## Start Data excerpts

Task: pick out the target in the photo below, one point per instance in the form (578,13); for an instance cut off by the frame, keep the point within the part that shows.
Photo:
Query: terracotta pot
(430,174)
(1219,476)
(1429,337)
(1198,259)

## End Data excerpts
## Start Data excerpts

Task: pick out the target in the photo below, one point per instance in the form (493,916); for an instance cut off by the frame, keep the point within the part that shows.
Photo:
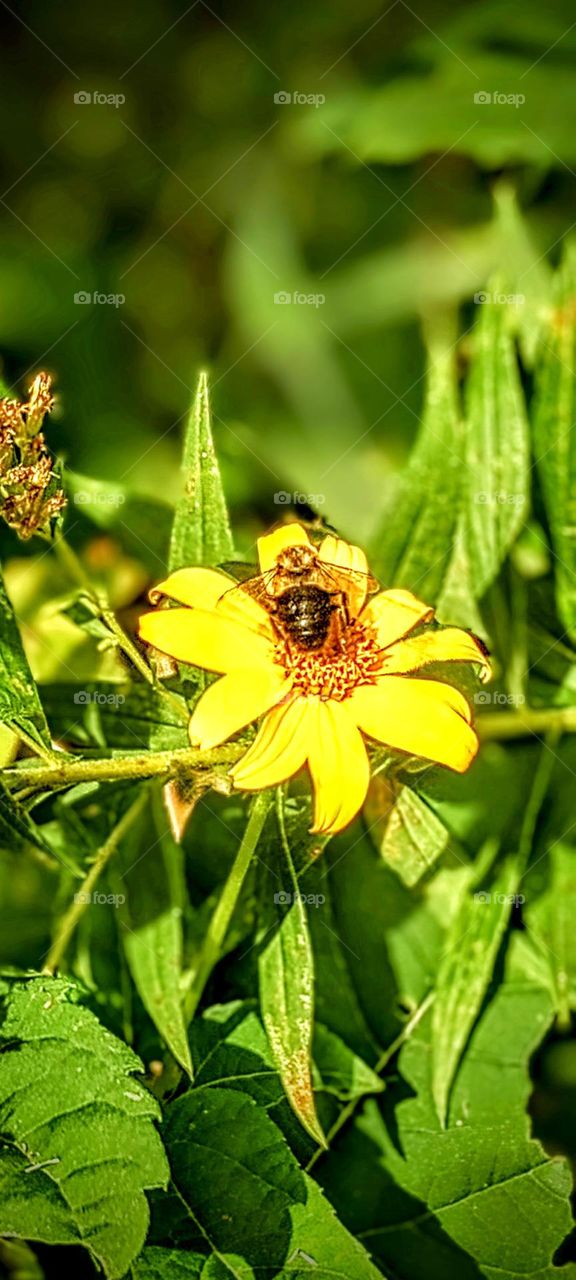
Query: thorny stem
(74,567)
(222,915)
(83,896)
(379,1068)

## End Data excerpts

## Short problem
Return every line of the records above that contains the string "Query".

## Problem solution
Query: terracotta pot
Query: thorny stem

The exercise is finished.